----- DOCUMENT SOURCE -----

Alvina Nadeem est aussi suivie par un psychothérapeute, qui l’aide à surmonter son anxiété et à renforcer sa résilience face aux séquelles du cancer. Finalement, son médecin lui prescrit, à sa demande, une ergothérapie en santé mentale pour préparer son retour à l’emploi. Ce spécialiste évalue ses tâches professionnelles, ses capacités fonctionnelles et son milieu de travail, avant de recommander les adaptations nécessaires à un retour durable.
Mieux accompagner le retour au travail
Un an après la chimiothérapie, la consultante reprend le chemin du travail, en suivant un plan de retour progressif. Même avec un employeur flexible, certains moments lui sont difficiles. Par exemple, elle s’étonne de ne plus avoir accès à son ergothérapeute en santé mentale, une fois revenue à temps plein. C’est pourtant lorsqu’elle récupère sa charge de travail complète que le besoin d’aménagements se fait le plus sentir, rapporte Alvina Nadeem.

-----

> _ÉNONCÉ 1_
Traduisez en anglais la phrase suivante du texte sur le retour au travail après un cancer : « Même avec un employeur flexible, certains moments lui sont difficiles. »
> _ÉNONCÉ 2_
Reprenez mot pour mot, dans le texte sur le retour au travail après un cancer, le passage allant de « Alvina Nadeem est » jusqu'à « un retour durable. ».

----- EXTRAITS DES ENTRÉES -----

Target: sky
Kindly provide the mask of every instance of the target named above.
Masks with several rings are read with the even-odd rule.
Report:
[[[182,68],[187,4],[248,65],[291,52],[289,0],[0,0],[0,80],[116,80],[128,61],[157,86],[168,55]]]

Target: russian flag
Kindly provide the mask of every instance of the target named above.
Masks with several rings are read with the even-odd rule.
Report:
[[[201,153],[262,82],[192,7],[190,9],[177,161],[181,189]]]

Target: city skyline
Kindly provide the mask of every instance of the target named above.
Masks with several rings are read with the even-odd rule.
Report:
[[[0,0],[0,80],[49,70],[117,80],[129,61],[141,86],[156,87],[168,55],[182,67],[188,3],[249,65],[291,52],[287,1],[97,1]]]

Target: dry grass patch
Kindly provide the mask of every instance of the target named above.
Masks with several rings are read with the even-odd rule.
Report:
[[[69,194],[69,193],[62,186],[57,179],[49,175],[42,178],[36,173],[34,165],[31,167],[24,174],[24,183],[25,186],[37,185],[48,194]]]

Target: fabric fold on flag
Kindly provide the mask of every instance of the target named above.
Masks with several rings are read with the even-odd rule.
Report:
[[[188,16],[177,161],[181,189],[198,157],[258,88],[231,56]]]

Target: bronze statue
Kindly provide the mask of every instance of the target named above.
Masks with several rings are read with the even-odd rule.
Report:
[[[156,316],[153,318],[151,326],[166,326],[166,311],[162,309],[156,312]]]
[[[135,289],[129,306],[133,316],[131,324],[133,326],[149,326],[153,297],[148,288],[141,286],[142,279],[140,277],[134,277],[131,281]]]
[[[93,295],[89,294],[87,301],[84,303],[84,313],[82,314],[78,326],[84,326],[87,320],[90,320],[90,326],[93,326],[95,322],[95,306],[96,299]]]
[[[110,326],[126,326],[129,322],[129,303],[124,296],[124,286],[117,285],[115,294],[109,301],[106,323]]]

-----

> _RÉPONSE 1_
Even with a flexible employer, some moments are difficult for her.

> _RÉPONSE 2_
Alvina Nadeem est aussi suivie par un psychothérapeute, qui l’aide à surmonter son anxiété et à renforcer sa résilience face aux séquelles du cancer. Finalement, son médecin lui prescrit, à sa demande, une ergothérapie en santé mentale pour préparer son retour à l’emploi. Ce spécialiste évalue ses tâches professionnelles, ses capacités fonctionnelles et son milieu de travail, avant de recommander les adaptations nécessaires à un retour durable.